## Task goal
Print the listing once more, exactly as written.

** Source information follows **

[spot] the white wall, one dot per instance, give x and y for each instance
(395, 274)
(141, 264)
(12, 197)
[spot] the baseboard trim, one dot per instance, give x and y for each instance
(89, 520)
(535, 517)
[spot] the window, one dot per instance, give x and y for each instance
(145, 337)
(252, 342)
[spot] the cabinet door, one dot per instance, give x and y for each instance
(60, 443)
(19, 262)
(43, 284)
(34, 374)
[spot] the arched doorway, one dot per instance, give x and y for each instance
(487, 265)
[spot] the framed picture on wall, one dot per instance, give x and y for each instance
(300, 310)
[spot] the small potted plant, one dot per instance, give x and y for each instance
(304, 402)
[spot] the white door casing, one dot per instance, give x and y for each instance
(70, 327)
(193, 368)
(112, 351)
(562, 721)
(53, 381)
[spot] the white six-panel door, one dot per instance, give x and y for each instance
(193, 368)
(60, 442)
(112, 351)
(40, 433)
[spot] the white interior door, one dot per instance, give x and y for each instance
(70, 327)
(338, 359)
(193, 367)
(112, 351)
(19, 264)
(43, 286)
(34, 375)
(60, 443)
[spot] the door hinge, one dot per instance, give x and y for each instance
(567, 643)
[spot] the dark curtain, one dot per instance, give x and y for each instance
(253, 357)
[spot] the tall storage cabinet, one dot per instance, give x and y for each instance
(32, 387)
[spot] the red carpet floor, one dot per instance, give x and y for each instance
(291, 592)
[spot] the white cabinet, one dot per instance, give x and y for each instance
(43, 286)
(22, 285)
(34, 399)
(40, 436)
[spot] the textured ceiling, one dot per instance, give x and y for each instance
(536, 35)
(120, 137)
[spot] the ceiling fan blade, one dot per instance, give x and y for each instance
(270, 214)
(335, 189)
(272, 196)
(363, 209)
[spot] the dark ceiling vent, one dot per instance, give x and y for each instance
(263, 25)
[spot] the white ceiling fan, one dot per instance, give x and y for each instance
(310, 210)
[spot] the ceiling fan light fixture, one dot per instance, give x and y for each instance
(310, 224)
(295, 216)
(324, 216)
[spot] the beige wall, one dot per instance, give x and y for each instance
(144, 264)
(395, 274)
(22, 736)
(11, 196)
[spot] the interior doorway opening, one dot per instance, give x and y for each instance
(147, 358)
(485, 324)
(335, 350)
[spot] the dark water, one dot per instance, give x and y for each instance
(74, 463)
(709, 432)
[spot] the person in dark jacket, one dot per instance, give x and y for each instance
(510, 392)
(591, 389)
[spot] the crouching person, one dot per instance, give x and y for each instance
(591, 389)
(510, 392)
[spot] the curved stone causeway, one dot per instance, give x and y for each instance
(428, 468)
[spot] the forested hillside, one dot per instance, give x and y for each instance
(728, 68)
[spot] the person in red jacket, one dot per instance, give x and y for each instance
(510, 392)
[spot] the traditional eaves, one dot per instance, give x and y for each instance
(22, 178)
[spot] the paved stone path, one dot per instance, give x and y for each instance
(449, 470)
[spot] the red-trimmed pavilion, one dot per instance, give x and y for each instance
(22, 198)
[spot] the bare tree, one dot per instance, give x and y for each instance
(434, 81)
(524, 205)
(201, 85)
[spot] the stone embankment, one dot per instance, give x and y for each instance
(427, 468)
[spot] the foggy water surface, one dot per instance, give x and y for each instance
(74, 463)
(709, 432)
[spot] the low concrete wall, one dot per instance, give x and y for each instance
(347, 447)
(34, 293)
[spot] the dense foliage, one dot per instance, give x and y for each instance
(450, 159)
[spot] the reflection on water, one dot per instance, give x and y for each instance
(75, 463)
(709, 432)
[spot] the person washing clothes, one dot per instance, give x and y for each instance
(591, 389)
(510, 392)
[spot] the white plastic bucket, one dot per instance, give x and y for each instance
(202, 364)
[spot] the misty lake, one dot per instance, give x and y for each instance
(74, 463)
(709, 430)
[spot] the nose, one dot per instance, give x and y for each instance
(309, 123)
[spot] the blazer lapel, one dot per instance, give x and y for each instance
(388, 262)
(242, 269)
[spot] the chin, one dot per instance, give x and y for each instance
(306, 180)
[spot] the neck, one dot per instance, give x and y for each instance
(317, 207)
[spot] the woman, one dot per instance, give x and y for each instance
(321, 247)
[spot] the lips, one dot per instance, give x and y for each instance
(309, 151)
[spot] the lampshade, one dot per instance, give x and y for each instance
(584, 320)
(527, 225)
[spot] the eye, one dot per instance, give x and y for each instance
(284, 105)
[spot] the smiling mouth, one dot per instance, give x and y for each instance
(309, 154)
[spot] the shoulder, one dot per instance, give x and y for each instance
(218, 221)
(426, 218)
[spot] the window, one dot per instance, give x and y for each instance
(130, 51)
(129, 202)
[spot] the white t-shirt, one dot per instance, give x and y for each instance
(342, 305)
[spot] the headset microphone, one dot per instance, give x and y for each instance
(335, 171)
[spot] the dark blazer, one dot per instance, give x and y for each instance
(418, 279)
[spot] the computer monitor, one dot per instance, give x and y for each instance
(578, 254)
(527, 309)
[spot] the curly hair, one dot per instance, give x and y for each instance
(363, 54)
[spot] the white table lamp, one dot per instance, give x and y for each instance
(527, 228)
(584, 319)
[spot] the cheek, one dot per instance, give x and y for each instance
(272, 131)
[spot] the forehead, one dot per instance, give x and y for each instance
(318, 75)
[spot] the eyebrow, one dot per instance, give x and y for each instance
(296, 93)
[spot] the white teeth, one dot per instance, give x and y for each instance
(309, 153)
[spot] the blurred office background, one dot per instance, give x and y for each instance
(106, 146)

** End of Source information **

## Problem solution
[spot] the white wall, one dot per instance, give x and y for each instance
(395, 274)
(141, 264)
(12, 197)
[spot] the baseboard trim, one dot per instance, give x and y for each instance
(89, 520)
(535, 517)
[spot] the window, one dot per instance, give x and y for each instance
(145, 337)
(252, 342)
[spot] the cabinet door, one dot per instance, give x and y for each instance
(60, 443)
(19, 262)
(43, 284)
(34, 374)
[spot] the arched doorway, one dot per instance, give x and y for each instance
(487, 265)
[spot] the framed picture on wall, one dot per instance, give x and y for each instance
(300, 310)
[spot] the small potted plant, one dot per instance, give x and y for each instance
(304, 402)
[spot] the white door casing, one dot per instance, give x and y for each instance
(70, 327)
(193, 368)
(112, 351)
(562, 721)
(53, 381)
[spot] the white six-panel door, one dot per instance, give x and y for each instance
(193, 368)
(60, 442)
(112, 351)
(40, 433)
[spot] the white interior door, one dot per instance, give x and y for each instance
(70, 327)
(338, 359)
(193, 367)
(112, 351)
(19, 264)
(43, 286)
(34, 375)
(60, 443)
[spot] the door hinge, one dot per instance, give x and y for each instance
(567, 643)
[spot] the dark curtain, one dot per instance, give x and y for each instance
(253, 357)
[spot] the tall storage cabinet, one dot per instance, give x and y for each instance
(32, 387)
[spot] the red carpet floor, one dot per instance, give x and y for each instance
(291, 592)
[spot] the white cabinet, one dot per instance, give x and y for each instance
(43, 286)
(22, 285)
(34, 399)
(40, 436)
[spot] the textured ceiling, one dot per instance, give x and y for each instance
(536, 35)
(120, 137)
[spot] the ceiling fan blade, one dot per instance, give x and y for each instance
(270, 214)
(335, 189)
(272, 196)
(363, 209)
[spot] the dark ceiling vent, one dot per instance, give x and y for each instance
(263, 25)
[spot] the white ceiling fan, one dot per instance, give x and y for each instance
(310, 210)
[spot] the ceiling fan light fixture, one dot per instance, give x and y for each instance
(310, 224)
(295, 216)
(324, 216)
[spot] the beige wall, one dot per instance, give x and y for each instance
(144, 264)
(395, 274)
(22, 736)
(11, 196)
[spot] the interior doorway opening, one dot per instance, give x and y for each instance
(147, 358)
(485, 324)
(335, 350)
[spot] the dark water, one dot per instance, give x and y for each instance
(74, 463)
(709, 432)
[spot] the person in dark jacket, one dot per instance, give x and y for each instance
(510, 392)
(591, 389)
[spot] the crouching person, one dot per instance, give x and y for each instance
(591, 389)
(510, 392)
[spot] the curved stone causeway, one dot per instance, give x and y for each instance
(428, 468)
[spot] the forested hillside, one dot per instance, give x and y for each instance
(728, 68)
[spot] the person in red jacket, one dot per instance, give x and y for each instance
(510, 392)
[spot] the traditional eaves, one dot per instance, give x and y for each instance
(22, 178)
[spot] the paved stone path, one dot per instance, give x and y for each instance
(449, 470)
[spot] the red-trimmed pavilion, one dot per instance, give x and y for each instance
(22, 198)
[spot] the bare tree, one dot per instance, give x and y for each instance
(434, 81)
(524, 205)
(201, 85)
[spot] the stone embankment, one dot per instance, give x and y for each instance
(427, 468)
[spot] the foggy water surface, one dot per instance, give x and y for each instance
(74, 463)
(709, 432)
[spot] the low concrete wall, one dot per instance, give x and y for each instance
(347, 447)
(34, 293)
[spot] the dense foliage, one dot per instance, give x and y for each instance
(450, 159)
[spot] the reflection on water, one dot per instance, give x and y for each instance
(75, 463)
(709, 432)
[spot] the person washing clothes, one dot per instance, give x and y for each instance
(591, 389)
(510, 392)
[spot] the white plastic bucket, one dot per instance, give x and y for each instance
(202, 364)
[spot] the misty lake, one dot per instance, give x and y for each instance
(74, 463)
(709, 430)
[spot] the nose, one dot per instance, give x and y for each instance
(309, 123)
[spot] the blazer lapel, one dot per instance, give x and y for each instance
(388, 262)
(242, 269)
[spot] the chin, one dot per instance, give x and y for each instance
(306, 180)
[spot] the neck, one dot per instance, give x and y for each instance
(317, 207)
[spot] the woman, one dot per instance, give x and y for each instance
(321, 247)
[spot] the lips, one dot per instance, give x and y for each instance
(309, 151)
[spot] the lampshade, one dot per instance, give x and y for each instance
(584, 320)
(527, 225)
[spot] the eye, one dot per instance, give x and y for each instance
(284, 105)
[spot] the smiling mouth, one dot per instance, give x and y for each instance
(309, 154)
[spot] the shoulder, one dot per instance, give x and y for each instance
(218, 221)
(426, 218)
[spot] the window, one dot per instance, give x and y for each instance
(130, 51)
(129, 202)
[spot] the white t-shirt, one dot per instance, give x and y for each instance
(342, 305)
[spot] the headset microphone, one dot per instance, give x and y for each instance
(335, 171)
[spot] the dark blazer, one dot per instance, give x and y for each instance
(418, 279)
[spot] the computer monitor, one dot per instance, give x and y for each instance
(578, 254)
(527, 309)
[spot] the curly hair, one dot per instance, give x and y for each instance
(363, 54)
[spot] the white table lamp, one dot per instance, give x and y for each instance
(527, 228)
(584, 319)
[spot] the cheek, one dot per instance, give x and y for each instance
(272, 131)
[spot] the forehead, one dot per instance, give x and y for each instance
(318, 75)
[spot] the eyebrow, one dot per instance, give x and y for each instance
(296, 93)
[spot] the white teeth, one dot per instance, give x and y for each instance
(309, 153)
[spot] the blurred office background, one dot per instance, give x and y for each instance
(106, 146)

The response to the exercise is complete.